# EXTRAIT DE PAGE
▽

Charline Vanhoenacker est née en 1977, à la veille du Nouvel An – une première facétie, qui sait ? – à La Louvière, la fille unique de deux enseignants de l’Athénée provincial de La Louvière où elle accomplit ses études secondaires. Son enfance dans ce que l’on appelle en Belgique la région du Centre la marqua profondément, explique son CV sur Wikipedia. Elle lui aurait permis de constater « avec dépit les ravages de la société capitaliste ». […] « Je lis la politique et la société à travers ce prisme. » Autant savoir, comme on dit à la RTBF.
Elle étudia la philologie romane à l’Université Libre de Bruxelles et y présenta un mémoire intitulé Langue de chat, Typologie analytique des mécanismes du risible linguistique dans Le Chat de Philippe Geluck. Elle continua ses études à l’École supérieure de journalisme de Paris (ESJ), passa par Le Soir et la RTBF (où elle succéda à Istvan Felkaï, l’emblématique correspondant parisien de la radio publique francophone belge, décédé en 2010) et atterrit par la suite à Radio France où elle exerce à la Matinale de France Inter et anime l’émission « Par Jupiter ! » sur la même station, rien qui ait changé son inclination profonde.
Elle s’en auto-défend dans Aux vannes, citoyens !, son manuel d’humour politique, car si « une blague, ça ne s’explique pas, l’humour si ». Et, à ceux qui lui reprochent que le sien est engagé, elle rétorque qu’il a des vertus pédagogiques, anabolisantes (inventerions-nous), apaisantes ajoute-t-elle, et en un mot (d’elle), cathartiques. Elle ne cache pas que « son curseur est large à gauche » et qu’elle prête sa voix aux progressistes et aux anti-réacs afin qu’ils puissent « échapper à une domination ».

△

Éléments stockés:
▽

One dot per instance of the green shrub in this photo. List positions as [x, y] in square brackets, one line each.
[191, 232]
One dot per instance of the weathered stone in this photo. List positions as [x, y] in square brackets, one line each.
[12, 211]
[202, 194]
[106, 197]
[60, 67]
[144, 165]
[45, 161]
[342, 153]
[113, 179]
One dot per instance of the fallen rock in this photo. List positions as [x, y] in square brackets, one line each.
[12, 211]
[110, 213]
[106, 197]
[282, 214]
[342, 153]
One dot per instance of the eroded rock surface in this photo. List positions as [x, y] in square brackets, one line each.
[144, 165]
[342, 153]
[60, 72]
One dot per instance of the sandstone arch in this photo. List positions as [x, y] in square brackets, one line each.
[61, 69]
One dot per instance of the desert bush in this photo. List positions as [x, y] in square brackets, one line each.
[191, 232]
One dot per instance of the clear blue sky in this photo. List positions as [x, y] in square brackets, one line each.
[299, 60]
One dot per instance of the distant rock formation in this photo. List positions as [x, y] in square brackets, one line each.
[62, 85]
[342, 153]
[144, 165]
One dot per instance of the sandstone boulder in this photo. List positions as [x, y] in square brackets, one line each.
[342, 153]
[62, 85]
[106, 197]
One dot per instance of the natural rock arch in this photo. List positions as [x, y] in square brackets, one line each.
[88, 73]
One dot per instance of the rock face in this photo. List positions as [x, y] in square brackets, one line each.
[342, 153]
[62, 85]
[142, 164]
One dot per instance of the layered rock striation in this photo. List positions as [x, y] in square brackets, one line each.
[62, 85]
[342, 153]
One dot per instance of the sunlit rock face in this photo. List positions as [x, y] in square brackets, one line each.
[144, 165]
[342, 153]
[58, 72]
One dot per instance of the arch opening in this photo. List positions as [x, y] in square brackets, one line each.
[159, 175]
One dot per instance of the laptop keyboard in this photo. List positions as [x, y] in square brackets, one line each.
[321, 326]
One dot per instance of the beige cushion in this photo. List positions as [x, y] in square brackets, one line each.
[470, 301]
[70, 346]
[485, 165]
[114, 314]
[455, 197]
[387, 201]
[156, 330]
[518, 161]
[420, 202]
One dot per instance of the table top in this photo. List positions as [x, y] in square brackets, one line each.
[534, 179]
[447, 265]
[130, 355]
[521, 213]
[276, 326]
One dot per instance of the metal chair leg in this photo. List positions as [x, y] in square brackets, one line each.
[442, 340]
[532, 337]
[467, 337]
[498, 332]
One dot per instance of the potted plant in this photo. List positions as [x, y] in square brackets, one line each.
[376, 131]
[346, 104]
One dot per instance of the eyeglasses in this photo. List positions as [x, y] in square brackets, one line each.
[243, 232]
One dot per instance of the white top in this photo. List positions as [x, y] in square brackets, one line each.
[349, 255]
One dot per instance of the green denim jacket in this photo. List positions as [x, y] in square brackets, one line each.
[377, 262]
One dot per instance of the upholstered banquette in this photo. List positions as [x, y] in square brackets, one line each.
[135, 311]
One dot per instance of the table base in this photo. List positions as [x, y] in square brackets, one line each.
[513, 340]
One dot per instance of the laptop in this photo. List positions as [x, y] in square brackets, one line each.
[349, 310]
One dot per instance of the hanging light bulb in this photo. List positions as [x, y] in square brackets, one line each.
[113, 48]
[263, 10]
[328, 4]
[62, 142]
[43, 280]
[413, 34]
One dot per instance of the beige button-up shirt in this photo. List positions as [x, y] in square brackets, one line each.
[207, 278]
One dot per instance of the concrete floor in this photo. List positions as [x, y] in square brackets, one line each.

△

# CONSIGNES
Pour chaque affirmation, répondez par oui ou par non selon qu’elle concorde ou non avec l’extrait consacré à Charline Vanhoenacker, en citant mot pour mot le passage qui tranche.
1. Elle a fait ses études secondaires à l’Athénée provincial de La Louvière.
2. Elle a étudié la philologie germanique à l’Université Libre de Bruxelles.
3. Elle anime l’émission « Par Jupiter ! » sur France Inter.
Appuyez-vous uniquement sur l’extrait.

# RÉPONSE COMPLÈTE
1. Oui : “l’Athénée provincial de La Louvière où elle accomplit ses études secondaires”
2. Non : “Elle étudia la philologie romane à l’Université Libre de Bruxelles”
3. Oui : “elle exerce à la Matinale de France Inter et anime l’émission « Par Jupiter ! » sur la même station”